* **THE DATA**
******

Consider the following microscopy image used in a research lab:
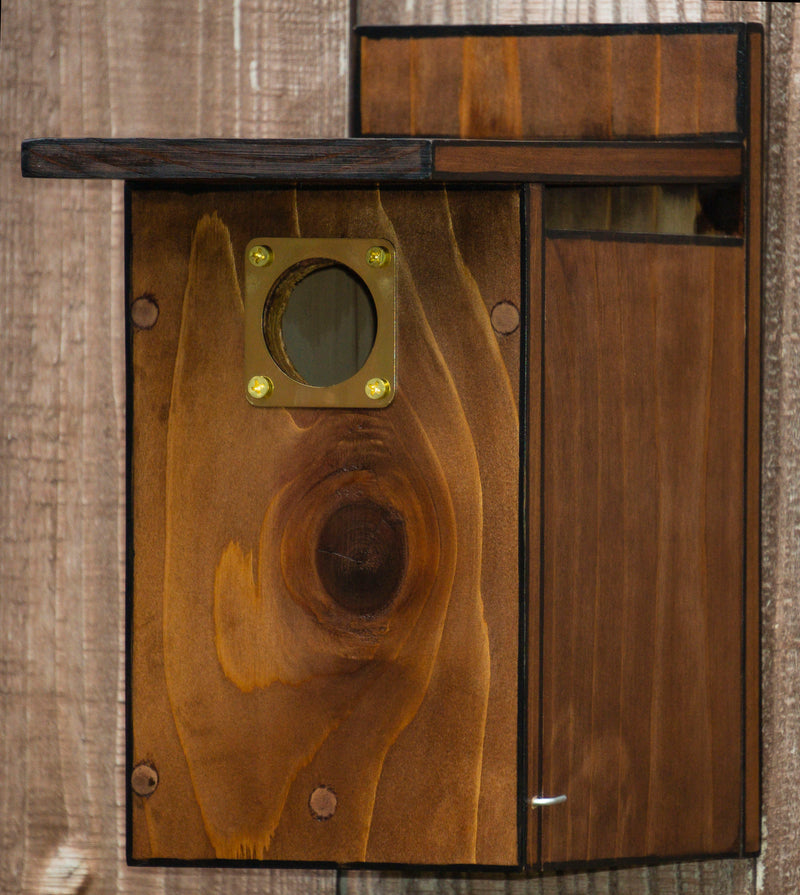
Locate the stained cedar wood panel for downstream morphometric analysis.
[130,189,520,865]
[359,33,740,140]
[542,238,745,864]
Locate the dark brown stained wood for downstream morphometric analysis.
[541,238,745,865]
[359,30,740,140]
[22,139,430,182]
[743,31,764,852]
[524,184,544,865]
[433,140,742,183]
[460,37,523,139]
[129,188,520,865]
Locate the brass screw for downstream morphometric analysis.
[247,376,275,398]
[131,761,158,798]
[367,246,390,267]
[364,378,391,401]
[248,246,275,267]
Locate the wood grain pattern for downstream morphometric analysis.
[7,0,800,895]
[542,238,745,864]
[131,190,520,865]
[22,139,431,183]
[743,24,764,851]
[0,0,348,895]
[359,32,741,140]
[433,140,742,182]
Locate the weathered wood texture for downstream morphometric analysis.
[541,236,745,865]
[359,32,742,140]
[0,0,348,895]
[130,188,521,866]
[0,0,800,895]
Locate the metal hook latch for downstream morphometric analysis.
[530,796,567,808]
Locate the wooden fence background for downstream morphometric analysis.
[0,0,800,895]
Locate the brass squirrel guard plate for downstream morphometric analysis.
[244,236,396,409]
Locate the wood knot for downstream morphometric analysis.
[316,500,407,616]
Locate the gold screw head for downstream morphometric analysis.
[247,376,275,398]
[364,378,391,401]
[247,246,275,267]
[367,246,390,267]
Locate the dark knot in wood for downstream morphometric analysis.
[316,500,407,616]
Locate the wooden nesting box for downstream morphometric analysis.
[23,25,762,869]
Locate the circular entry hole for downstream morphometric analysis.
[263,258,378,388]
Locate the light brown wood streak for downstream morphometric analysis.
[133,190,519,864]
[7,0,800,895]
[359,34,739,140]
[542,239,744,863]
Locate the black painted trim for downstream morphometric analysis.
[123,183,136,864]
[355,22,745,40]
[21,137,432,183]
[517,185,531,866]
[545,229,744,248]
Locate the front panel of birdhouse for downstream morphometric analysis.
[128,187,522,865]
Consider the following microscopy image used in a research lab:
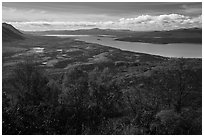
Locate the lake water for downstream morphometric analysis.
[44,35,202,58]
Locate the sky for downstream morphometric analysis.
[2,2,202,31]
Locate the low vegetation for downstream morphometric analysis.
[2,59,202,135]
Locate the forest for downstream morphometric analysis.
[2,58,202,135]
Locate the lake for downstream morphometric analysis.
[43,35,202,58]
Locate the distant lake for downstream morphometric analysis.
[43,35,202,58]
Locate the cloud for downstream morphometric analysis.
[5,14,202,31]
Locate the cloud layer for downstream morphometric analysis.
[8,14,202,31]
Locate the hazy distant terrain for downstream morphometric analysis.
[2,24,202,135]
[31,28,202,44]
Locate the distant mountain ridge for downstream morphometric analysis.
[2,23,25,42]
[27,28,202,44]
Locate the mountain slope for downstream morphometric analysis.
[2,23,25,42]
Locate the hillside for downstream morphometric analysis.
[2,23,25,42]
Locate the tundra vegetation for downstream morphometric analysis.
[2,59,202,135]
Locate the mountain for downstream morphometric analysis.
[2,23,25,42]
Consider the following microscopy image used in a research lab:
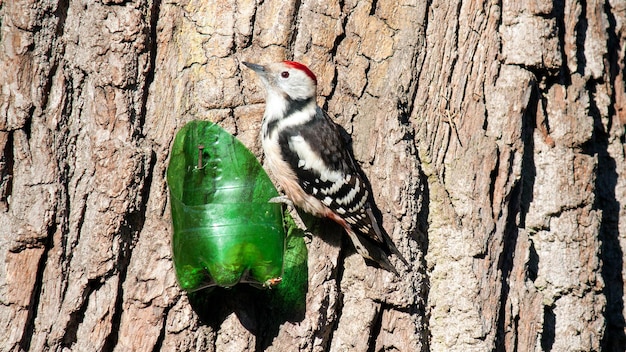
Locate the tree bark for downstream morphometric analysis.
[0,0,626,351]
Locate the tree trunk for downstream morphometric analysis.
[0,0,626,351]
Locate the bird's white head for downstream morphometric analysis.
[243,61,317,101]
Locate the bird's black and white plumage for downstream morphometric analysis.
[244,61,407,274]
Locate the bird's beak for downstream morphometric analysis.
[242,61,265,75]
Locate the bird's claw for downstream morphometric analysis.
[268,196,293,207]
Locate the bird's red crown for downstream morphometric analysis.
[283,61,317,84]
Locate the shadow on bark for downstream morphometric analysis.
[188,278,306,351]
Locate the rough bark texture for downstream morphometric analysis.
[0,0,626,351]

******

* **WORK TO COMPLETE**
Recast every line of the records above as a JSON list of strings, one string per line, skipping blank lines. Leave the pictures out.

* **IN RESPONSE**
[
  "Consider the following microscopy image used in a research lab:",
  "Locate the stained cedar wood panel for downstream morphometric analysis.",
  "[130,189,520,865]",
  "[359,33,740,140]",
  "[542,238,745,864]",
  "Locate the dark brown stained wood for downstream morphometric analysis.",
  "[541,238,745,865]",
  "[359,30,740,140]",
  "[22,139,430,182]",
  "[743,31,764,852]",
  "[524,184,544,865]",
  "[433,140,742,183]",
  "[460,37,523,139]",
  "[129,188,520,865]",
  "Locate the brass screw for downstream morphometric analysis.",
  "[247,376,275,398]",
  "[131,761,158,798]",
  "[367,246,390,267]",
  "[364,378,391,401]",
  "[248,246,275,267]",
  "Locate the wood grain pattern for downstream morphometric analysis.",
  "[7,0,800,895]",
  "[542,238,745,864]",
  "[131,190,520,865]",
  "[22,139,431,183]",
  "[743,24,764,851]",
  "[0,0,348,895]",
  "[359,32,741,140]",
  "[433,140,742,182]",
  "Locate the weathered wood texture for downstream morphometric analysis.",
  "[541,236,745,865]",
  "[359,32,742,140]",
  "[0,0,348,895]",
  "[130,188,521,866]",
  "[0,0,800,895]",
  "Locate the metal hook latch for downstream morphometric analysis.",
  "[530,796,567,808]",
  "Locate the wooden fence background for downstream morphometric analysis.",
  "[0,0,800,895]",
  "Locate the brass squirrel guard plate for downstream morphometric analysis.",
  "[244,236,396,409]",
  "Locate the wood knot for downstream morphometric analysis.",
  "[316,500,407,616]",
  "Locate the gold screw head for downstream morphometric analysis.",
  "[247,376,275,398]",
  "[364,378,391,401]",
  "[247,246,275,267]",
  "[367,246,390,267]",
  "Locate the dark knot in wood for downstream morphometric analysis.",
  "[316,500,407,616]",
  "Locate the wooden nesting box for downstream morphometric analysis.",
  "[23,25,762,869]",
  "Locate the circular entry hole for downstream morphometric analysis.",
  "[263,258,378,388]",
  "Locate the light brown wood streak for downstream morphometric analysis.",
  "[133,190,519,864]",
  "[7,0,800,895]",
  "[359,34,739,140]",
  "[542,239,744,863]",
  "Locate the black painted trim for downstream morphometric analysis.",
  "[123,183,136,864]",
  "[355,22,745,40]",
  "[21,137,432,183]",
  "[517,185,531,866]",
  "[545,229,744,248]",
  "Locate the front panel of birdhouse for downstream morphometric analysis.",
  "[128,187,522,865]",
  "Consider the following microscopy image used in a research lab:",
  "Locate the lake water for downstream morphometric analysis.",
  "[44,35,202,58]",
  "Locate the sky for downstream morphometric analysis.",
  "[2,2,202,31]",
  "Locate the low vegetation for downstream morphometric analysis.",
  "[2,59,202,135]",
  "Locate the forest for downstream morphometric analysis.",
  "[2,58,202,135]",
  "Locate the lake for downstream morphometric analysis.",
  "[43,35,202,58]",
  "Locate the distant lake for downstream morphometric analysis.",
  "[43,35,202,58]",
  "Locate the cloud for downstream morphometric analysis.",
  "[5,14,202,31]",
  "Locate the cloud layer for downstream morphometric analysis.",
  "[8,14,202,31]",
  "Locate the hazy distant terrain for downstream morphometric analysis.",
  "[2,24,202,135]",
  "[31,28,202,44]",
  "Locate the distant mountain ridge for downstream morphometric analysis.",
  "[2,23,25,42]",
  "[27,28,202,44]",
  "Locate the mountain slope for downstream morphometric analysis.",
  "[2,23,25,42]",
  "Locate the hillside for downstream morphometric analysis.",
  "[2,23,25,42]",
  "Locate the tundra vegetation for downstream morphometric analysis.",
  "[2,59,202,135]",
  "Locate the mountain for downstream morphometric analysis.",
  "[2,23,25,42]",
  "Consider the following microscopy image used in a research lab:",
  "Locate the tree bark for downstream morphometric analysis.",
  "[0,0,626,351]",
  "Locate the tree trunk for downstream morphometric analysis.",
  "[0,0,626,351]",
  "Locate the bird's white head for downstream morphometric analysis.",
  "[243,61,317,101]",
  "Locate the bird's black and white plumage for downstream morphometric analysis.",
  "[244,61,407,274]",
  "Locate the bird's beak for downstream morphometric analysis.",
  "[242,61,265,75]",
  "Locate the bird's claw for downstream morphometric analysis.",
  "[268,196,293,207]",
  "Locate the bird's red crown for downstream morphometric analysis.",
  "[283,61,317,84]",
  "Locate the shadow on bark for downstream morphometric analysis.",
  "[188,278,306,351]",
  "Locate the rough bark texture for downstream morphometric analysis.",
  "[0,0,626,351]"
]